> _Data items_:
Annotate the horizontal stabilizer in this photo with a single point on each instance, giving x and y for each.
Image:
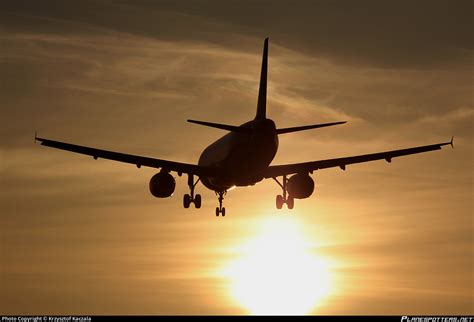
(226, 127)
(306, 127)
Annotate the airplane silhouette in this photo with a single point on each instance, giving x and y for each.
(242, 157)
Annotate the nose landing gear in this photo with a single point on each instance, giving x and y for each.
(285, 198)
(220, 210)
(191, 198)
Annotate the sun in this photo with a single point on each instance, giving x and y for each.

> _Brief_: Rewrite everything from the line containing "Annotate the airplane" down to the end of the entries, renaming "instance" to "occurrence" and leaving all else unchanged. Give only those lines.

> _The response_:
Annotate the airplane silhouette in this photo with a single point on each occurrence, giving x and y for each.
(242, 157)
Annotate the nose landing gear in this photo with a single point on each occurrence, giving x and y for each.
(285, 198)
(220, 210)
(191, 198)
Annotate the sun in this photo with a single point on each occurrence, giving x and y for each.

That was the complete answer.